#### INSTRUCTIONS TO FOLLOW:
With the string "below" as the filter, copy each matching line from the records.

#### EXCERPTED RECORDS:
------------------------------------------------------------

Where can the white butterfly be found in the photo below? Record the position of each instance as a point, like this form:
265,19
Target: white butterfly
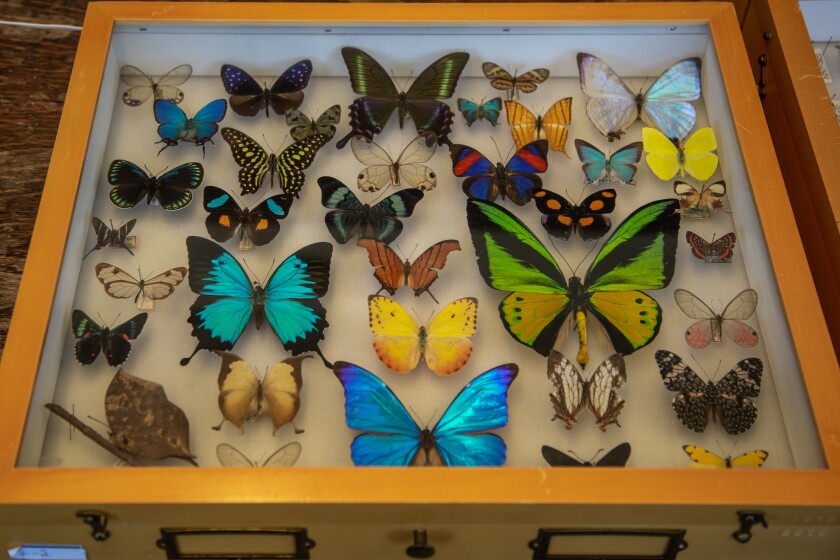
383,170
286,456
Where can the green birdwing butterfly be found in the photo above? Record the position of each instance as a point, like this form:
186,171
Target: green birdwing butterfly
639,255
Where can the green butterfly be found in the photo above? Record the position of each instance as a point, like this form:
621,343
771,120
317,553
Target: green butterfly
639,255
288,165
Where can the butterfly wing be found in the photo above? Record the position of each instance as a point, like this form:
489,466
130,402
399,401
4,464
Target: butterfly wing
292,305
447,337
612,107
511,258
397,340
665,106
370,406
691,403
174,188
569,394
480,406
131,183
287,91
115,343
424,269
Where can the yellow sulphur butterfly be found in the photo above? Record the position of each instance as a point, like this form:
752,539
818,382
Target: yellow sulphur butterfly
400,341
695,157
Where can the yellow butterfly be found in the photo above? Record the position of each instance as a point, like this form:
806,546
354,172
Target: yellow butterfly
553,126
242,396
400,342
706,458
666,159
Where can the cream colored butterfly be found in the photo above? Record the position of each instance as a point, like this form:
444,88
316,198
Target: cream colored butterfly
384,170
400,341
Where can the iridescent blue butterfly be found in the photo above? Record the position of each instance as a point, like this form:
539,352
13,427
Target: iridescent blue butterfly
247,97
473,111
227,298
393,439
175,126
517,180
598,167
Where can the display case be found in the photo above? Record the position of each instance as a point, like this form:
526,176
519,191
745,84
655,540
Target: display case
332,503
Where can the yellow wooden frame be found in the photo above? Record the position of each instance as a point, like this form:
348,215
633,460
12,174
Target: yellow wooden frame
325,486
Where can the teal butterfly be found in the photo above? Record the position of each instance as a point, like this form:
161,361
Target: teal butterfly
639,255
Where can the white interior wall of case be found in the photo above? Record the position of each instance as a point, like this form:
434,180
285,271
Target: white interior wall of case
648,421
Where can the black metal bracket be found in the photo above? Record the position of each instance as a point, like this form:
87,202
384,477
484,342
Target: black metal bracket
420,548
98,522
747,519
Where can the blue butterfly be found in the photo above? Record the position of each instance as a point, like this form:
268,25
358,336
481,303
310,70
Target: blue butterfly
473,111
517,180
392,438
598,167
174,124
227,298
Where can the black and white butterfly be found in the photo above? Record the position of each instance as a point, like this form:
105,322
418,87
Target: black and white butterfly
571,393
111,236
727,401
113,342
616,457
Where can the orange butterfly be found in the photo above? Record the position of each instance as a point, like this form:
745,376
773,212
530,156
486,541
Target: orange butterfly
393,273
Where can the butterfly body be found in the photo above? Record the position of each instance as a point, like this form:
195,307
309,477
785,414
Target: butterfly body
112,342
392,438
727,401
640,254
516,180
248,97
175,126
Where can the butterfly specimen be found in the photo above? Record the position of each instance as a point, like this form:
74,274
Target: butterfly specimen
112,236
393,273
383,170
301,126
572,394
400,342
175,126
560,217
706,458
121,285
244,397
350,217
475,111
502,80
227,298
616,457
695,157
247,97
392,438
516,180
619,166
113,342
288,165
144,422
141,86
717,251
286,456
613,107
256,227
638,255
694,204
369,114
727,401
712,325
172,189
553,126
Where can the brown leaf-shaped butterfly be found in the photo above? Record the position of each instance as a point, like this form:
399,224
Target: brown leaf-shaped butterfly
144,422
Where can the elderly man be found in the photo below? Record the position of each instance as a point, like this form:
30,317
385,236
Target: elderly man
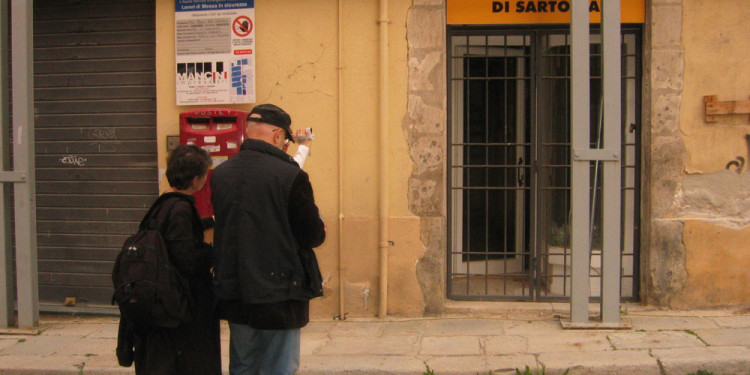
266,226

------------------------------------------------------------

#### RESULT:
Where can the white butterfly be found in the photo below? Record the position of each instance as a point, like this form:
Where can the elderly man be found in the photo below? Record the position of each instance as a point, like this form:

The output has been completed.